_Selected passage_
______
D3.1 Executive Summary
The development of the multi-agent, holonic, and secure platform in MAS2TERING is the main focus of this deliverable. This platform aims at providing an integrated platform for distributed management of the Smart Grid, based on multi-agent systems. Such platform shall allow the optimisation of generation, storage and distribution, and upgrade the grid with self-healing capabilities, which will be the focus of the deliverable D3.3. This platform will be closely integrated within the high-level grid architecture, provided in the deliverable D2.2 from WP2.
This document is based on the use cases defined in Deliverable D6.1, and the Universal Smart Energy Framework (USEF), extensively studied in the deliverable D1.6 and with which MAS2TERING project aligns. The specification is performed following the GAIA methodology, whereas the implementation is performed using the GAIA2JADE process; i.e., we devise the multi agent system, using the JADE framework, based on the GAIA models from the analysis and design phases.
______
_Supplied data_

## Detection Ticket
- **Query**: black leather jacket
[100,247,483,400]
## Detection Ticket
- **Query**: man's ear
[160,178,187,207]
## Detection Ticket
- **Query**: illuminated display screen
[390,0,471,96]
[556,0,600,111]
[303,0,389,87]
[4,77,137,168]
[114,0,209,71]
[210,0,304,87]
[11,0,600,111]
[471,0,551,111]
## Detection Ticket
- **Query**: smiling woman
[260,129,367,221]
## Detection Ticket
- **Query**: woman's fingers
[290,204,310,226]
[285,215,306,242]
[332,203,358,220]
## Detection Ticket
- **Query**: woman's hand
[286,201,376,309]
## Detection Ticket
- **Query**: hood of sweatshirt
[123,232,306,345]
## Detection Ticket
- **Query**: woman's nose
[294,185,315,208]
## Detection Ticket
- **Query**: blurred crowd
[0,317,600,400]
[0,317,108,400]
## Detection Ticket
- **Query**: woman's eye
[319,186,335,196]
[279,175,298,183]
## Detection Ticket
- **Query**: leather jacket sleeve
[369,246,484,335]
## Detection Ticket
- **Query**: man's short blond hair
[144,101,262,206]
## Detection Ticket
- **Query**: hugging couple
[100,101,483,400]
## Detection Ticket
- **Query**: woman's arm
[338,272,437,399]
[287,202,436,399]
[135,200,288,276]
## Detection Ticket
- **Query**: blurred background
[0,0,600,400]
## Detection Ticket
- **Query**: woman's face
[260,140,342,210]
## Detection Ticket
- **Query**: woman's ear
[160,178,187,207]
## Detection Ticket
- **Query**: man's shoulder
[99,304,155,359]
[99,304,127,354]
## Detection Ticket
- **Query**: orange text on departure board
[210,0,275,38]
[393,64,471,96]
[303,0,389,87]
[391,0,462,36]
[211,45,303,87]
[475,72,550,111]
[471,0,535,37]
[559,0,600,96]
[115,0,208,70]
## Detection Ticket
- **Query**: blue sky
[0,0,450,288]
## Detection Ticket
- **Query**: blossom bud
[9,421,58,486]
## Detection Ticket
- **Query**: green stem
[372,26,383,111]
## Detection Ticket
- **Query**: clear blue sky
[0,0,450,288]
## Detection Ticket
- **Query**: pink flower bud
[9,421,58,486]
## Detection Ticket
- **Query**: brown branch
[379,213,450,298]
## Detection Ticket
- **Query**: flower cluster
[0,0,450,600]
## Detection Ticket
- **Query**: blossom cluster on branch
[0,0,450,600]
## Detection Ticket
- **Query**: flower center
______
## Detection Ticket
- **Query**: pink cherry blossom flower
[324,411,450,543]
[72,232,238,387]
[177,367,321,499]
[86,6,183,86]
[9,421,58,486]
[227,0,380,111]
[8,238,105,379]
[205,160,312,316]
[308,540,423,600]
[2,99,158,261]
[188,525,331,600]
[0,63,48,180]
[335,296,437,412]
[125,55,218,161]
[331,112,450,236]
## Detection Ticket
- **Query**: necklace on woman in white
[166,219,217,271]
______
_Brief A_
According to the executive summary, what does the GAIA2JADE implementation step involve? Answer in one to three sentences.
_Brief B_
Locate every line in the rows that contains the string "cluster", and copy each one.

_Complete response A_
The multi-agent system is built with the JADE framework. It is based on the GAIA models produced in the analysis and design phases, since the specification follows the GAIA methodology.

_Complete response B_
- **Query**: flower cluster
- **Query**: blossom cluster on branch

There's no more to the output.